THE PROBLEM: Find the line with "Target: green football pitch" in the entries below, then reproduce it and every line after it down to and including the line with "Every instance of the white goal", exactly.

RECORDS TO PROCESS:
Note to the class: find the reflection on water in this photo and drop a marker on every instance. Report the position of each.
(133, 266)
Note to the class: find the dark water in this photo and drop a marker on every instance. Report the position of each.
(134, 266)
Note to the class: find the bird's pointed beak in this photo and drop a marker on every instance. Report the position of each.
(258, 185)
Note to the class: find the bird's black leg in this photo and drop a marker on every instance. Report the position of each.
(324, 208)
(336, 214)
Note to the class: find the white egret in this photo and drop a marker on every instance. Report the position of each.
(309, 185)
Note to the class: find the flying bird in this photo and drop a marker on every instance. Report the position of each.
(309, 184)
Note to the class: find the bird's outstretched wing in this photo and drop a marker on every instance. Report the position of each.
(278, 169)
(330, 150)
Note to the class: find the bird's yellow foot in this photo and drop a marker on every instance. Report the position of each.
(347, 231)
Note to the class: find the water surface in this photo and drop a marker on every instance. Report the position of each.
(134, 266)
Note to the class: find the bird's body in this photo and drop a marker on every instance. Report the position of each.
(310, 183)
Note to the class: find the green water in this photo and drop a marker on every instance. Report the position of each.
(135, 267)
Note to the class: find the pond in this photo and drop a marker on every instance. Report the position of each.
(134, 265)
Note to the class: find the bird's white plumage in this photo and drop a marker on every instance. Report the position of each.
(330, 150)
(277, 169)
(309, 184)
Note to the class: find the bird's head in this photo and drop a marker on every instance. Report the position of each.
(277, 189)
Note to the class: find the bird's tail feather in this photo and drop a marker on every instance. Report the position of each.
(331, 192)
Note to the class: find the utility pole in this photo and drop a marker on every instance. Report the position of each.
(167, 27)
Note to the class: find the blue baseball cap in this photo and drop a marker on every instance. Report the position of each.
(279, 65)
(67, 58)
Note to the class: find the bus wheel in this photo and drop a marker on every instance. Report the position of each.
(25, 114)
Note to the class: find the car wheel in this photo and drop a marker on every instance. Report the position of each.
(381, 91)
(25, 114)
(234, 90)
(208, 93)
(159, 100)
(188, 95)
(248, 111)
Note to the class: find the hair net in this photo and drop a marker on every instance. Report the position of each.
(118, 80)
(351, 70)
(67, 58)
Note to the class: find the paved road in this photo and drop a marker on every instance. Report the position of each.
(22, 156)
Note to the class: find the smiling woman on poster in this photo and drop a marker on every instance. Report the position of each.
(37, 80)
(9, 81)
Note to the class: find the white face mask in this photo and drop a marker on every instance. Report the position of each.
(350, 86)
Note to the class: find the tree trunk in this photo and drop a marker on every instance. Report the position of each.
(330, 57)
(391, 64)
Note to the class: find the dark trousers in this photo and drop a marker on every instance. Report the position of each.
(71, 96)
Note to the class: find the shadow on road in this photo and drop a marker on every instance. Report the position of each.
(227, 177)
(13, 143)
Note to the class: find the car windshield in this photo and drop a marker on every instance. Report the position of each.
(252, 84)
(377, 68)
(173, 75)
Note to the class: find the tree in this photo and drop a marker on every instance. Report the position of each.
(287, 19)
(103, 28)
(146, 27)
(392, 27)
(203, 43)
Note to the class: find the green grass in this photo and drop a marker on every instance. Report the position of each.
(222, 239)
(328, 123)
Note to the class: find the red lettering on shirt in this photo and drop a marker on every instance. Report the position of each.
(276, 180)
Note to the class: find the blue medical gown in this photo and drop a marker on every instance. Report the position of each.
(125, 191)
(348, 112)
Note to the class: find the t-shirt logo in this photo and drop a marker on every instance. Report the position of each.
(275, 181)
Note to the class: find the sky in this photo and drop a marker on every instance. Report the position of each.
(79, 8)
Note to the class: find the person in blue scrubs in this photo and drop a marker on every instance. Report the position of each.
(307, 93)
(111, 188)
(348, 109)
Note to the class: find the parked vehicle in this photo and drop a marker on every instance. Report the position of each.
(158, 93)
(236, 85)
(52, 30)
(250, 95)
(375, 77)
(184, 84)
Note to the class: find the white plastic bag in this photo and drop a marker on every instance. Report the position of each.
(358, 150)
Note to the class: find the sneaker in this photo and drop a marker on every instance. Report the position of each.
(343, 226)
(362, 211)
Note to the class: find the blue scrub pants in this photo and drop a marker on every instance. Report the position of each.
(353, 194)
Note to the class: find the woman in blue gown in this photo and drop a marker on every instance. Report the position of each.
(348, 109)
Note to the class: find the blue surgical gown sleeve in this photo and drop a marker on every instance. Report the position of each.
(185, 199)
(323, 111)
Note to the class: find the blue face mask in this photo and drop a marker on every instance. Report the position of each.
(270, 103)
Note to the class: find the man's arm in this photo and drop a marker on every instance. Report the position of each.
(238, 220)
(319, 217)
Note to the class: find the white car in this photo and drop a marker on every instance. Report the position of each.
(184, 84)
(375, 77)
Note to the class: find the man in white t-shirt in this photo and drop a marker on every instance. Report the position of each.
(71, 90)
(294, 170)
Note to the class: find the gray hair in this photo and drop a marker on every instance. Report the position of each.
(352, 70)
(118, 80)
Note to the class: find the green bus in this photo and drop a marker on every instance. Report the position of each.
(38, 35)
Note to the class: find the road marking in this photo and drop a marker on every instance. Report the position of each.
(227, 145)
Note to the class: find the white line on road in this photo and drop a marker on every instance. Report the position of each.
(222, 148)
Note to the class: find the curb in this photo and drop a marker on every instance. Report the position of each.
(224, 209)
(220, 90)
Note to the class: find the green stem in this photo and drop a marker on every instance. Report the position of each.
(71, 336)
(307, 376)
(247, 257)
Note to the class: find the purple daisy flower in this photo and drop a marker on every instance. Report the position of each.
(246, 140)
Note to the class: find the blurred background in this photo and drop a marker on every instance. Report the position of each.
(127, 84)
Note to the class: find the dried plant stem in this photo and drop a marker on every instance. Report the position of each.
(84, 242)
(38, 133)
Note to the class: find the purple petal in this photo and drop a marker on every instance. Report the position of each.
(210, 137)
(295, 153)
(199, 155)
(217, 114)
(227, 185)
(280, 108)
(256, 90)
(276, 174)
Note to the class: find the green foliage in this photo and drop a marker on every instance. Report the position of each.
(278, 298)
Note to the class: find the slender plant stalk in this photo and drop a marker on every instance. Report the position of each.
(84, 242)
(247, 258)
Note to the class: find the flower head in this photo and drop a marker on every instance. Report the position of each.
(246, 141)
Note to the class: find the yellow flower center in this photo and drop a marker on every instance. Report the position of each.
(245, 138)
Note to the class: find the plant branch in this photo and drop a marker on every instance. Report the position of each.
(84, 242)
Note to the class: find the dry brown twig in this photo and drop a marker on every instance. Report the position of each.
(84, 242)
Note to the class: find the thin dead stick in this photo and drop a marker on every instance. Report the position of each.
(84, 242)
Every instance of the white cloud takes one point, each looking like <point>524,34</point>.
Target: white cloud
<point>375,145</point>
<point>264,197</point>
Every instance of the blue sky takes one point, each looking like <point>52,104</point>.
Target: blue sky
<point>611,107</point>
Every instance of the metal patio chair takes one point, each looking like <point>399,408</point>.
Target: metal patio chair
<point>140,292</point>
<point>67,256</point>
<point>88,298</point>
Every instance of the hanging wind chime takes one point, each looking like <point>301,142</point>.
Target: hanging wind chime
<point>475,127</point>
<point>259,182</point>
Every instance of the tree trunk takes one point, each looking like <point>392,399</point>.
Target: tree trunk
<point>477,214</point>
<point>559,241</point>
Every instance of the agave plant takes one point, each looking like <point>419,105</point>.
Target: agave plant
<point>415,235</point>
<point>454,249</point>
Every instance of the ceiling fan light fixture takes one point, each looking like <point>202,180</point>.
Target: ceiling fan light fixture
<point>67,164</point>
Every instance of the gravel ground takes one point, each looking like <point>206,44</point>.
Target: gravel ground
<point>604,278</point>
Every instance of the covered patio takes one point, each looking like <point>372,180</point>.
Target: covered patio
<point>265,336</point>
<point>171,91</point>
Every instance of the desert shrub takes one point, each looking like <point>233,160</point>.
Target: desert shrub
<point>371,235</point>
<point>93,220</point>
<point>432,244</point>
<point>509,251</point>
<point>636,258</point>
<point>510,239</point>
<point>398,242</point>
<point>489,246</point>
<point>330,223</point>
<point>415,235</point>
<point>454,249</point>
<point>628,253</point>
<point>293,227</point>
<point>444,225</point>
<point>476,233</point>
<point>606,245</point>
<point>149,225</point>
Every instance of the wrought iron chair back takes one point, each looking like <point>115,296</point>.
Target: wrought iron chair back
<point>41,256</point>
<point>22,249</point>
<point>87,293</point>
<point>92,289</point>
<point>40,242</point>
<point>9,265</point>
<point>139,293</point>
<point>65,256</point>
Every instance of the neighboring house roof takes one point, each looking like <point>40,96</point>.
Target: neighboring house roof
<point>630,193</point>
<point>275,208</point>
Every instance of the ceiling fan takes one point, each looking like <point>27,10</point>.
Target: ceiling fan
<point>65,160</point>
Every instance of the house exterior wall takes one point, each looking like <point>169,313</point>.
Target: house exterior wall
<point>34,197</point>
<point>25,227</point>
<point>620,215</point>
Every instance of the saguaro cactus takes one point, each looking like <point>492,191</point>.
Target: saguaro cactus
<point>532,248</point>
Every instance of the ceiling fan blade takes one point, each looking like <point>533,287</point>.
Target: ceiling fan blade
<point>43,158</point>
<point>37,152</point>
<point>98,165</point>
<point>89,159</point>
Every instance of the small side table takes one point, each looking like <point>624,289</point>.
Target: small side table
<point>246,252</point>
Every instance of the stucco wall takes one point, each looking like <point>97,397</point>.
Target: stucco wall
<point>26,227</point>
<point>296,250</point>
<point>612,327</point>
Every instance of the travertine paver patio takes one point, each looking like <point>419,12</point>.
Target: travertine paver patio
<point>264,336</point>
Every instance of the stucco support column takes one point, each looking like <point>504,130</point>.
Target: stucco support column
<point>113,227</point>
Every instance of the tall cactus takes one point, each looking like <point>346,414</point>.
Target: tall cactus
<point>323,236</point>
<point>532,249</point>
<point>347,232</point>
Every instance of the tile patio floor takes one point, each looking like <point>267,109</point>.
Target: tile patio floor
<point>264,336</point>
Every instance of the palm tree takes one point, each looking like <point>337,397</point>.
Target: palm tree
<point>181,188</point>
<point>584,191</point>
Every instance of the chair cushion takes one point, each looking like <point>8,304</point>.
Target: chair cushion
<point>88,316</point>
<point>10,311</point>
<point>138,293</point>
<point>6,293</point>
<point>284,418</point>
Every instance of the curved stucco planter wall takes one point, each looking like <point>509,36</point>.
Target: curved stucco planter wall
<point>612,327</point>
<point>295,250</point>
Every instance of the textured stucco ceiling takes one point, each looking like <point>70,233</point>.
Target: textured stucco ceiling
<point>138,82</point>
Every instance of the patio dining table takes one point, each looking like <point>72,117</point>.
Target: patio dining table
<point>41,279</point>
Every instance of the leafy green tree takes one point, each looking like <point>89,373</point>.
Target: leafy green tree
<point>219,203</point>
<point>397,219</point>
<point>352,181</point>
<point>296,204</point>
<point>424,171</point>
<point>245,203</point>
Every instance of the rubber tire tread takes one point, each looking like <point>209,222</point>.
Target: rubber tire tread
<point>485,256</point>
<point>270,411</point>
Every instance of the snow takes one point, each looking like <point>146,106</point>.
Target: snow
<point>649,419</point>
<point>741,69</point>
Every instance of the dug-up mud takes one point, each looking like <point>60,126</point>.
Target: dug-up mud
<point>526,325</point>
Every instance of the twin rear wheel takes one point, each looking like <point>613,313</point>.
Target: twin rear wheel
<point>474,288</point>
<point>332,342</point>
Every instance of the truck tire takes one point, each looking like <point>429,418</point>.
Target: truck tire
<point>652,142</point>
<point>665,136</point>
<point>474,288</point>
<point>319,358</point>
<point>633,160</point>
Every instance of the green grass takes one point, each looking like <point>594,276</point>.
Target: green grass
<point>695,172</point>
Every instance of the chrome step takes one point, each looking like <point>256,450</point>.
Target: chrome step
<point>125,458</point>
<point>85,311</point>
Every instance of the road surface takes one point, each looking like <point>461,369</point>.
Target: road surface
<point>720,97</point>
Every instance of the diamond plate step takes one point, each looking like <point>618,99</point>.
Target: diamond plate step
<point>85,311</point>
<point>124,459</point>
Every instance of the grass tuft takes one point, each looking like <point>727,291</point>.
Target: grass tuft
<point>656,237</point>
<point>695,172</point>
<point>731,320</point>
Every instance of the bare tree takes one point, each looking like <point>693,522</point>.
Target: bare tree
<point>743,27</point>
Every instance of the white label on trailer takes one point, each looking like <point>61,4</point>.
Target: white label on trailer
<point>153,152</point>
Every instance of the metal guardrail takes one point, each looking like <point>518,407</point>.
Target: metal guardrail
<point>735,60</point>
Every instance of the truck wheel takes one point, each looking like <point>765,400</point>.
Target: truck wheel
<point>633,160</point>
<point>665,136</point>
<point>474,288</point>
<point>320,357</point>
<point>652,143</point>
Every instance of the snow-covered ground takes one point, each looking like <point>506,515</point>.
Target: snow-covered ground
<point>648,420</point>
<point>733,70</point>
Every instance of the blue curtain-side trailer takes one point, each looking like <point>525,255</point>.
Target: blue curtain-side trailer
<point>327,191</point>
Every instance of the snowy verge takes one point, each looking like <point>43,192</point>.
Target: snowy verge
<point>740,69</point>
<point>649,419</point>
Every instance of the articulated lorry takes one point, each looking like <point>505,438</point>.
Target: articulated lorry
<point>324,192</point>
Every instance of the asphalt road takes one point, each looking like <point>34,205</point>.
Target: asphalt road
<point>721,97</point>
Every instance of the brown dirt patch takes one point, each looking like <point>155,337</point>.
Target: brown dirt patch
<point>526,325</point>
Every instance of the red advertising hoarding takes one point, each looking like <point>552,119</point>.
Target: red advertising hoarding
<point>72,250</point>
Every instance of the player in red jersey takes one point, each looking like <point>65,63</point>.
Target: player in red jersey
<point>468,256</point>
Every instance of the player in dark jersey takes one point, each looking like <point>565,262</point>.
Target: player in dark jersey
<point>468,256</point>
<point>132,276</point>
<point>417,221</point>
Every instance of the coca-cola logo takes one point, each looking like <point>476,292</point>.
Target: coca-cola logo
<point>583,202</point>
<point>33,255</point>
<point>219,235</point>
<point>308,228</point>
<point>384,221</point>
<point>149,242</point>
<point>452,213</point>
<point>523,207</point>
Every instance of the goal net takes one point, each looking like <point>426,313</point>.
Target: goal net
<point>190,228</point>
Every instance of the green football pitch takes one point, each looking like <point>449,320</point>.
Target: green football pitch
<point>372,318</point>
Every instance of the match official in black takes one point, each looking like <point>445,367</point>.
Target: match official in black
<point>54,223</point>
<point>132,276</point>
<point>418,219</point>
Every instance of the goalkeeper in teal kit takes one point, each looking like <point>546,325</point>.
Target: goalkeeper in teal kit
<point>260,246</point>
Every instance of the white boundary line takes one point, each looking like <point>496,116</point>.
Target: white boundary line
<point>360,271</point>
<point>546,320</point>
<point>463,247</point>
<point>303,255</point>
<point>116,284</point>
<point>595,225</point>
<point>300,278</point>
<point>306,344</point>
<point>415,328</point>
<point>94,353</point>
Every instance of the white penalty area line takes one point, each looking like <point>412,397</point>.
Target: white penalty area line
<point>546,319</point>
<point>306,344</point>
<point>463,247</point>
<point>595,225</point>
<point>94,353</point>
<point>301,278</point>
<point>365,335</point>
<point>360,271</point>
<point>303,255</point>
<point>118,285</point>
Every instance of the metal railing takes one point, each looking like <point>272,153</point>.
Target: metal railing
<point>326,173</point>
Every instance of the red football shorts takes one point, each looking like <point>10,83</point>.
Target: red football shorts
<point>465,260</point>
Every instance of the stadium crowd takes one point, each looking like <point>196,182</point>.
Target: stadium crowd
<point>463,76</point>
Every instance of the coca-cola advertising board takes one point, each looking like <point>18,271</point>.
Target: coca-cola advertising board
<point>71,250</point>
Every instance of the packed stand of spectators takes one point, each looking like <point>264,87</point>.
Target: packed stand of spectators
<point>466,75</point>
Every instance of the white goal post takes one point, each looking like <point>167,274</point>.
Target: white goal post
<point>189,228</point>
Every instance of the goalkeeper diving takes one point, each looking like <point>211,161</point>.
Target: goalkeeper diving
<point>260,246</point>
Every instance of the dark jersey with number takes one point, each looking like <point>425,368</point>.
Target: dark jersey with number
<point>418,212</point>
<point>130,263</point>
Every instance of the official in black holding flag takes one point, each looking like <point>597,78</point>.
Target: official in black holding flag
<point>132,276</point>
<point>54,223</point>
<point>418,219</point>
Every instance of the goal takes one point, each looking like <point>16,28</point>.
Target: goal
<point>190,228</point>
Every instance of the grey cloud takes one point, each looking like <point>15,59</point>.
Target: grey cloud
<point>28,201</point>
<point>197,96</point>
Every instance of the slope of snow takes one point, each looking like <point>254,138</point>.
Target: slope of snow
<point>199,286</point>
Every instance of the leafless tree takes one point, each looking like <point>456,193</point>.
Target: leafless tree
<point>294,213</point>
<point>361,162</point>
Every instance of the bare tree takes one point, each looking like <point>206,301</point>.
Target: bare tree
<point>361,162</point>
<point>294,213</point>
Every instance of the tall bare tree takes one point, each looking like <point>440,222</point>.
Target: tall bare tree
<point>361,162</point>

EXERCISE RESULT:
Target: green football pitch
<point>372,318</point>
Every instance of the match official in black takes one point, each looking like <point>445,367</point>.
Target: match official in black
<point>54,223</point>
<point>132,276</point>
<point>418,219</point>
Every instance of the goalkeeper in teal kit takes one point, each looking like <point>546,325</point>.
Target: goalkeeper in teal kit
<point>260,246</point>
Every instance of the white boundary line takes one point, each looking like <point>496,116</point>.
Target: white boundary line
<point>360,271</point>
<point>546,320</point>
<point>463,247</point>
<point>303,255</point>
<point>116,284</point>
<point>595,225</point>
<point>300,278</point>
<point>306,344</point>
<point>415,328</point>
<point>94,353</point>
Every instance of the white penalty area line takes one point, each looking like <point>412,397</point>.
Target: white penalty area line
<point>546,319</point>
<point>306,344</point>
<point>463,247</point>
<point>595,225</point>
<point>94,353</point>
<point>301,278</point>
<point>365,335</point>
<point>360,271</point>
<point>303,255</point>
<point>118,285</point>
Every instance of the metal railing takes one point, each looking like <point>272,153</point>.
Target: metal railing
<point>326,173</point>
Every instance of the red football shorts takes one point, each looking like <point>10,83</point>.
Target: red football shorts
<point>465,260</point>
Every instance of the stadium crowd takes one point, each looking like <point>196,182</point>.
Target: stadium crowd
<point>463,76</point>
Every instance of the coca-cola advertising board takes one point, each looking like <point>18,271</point>.
Target: coca-cola advertising board
<point>71,250</point>
Every instance of the packed stand of spectators takes one point, each looking like <point>264,87</point>.
Target: packed stand of spectators
<point>466,75</point>
Every instance of the white goal post takes one point, each looking like <point>167,274</point>.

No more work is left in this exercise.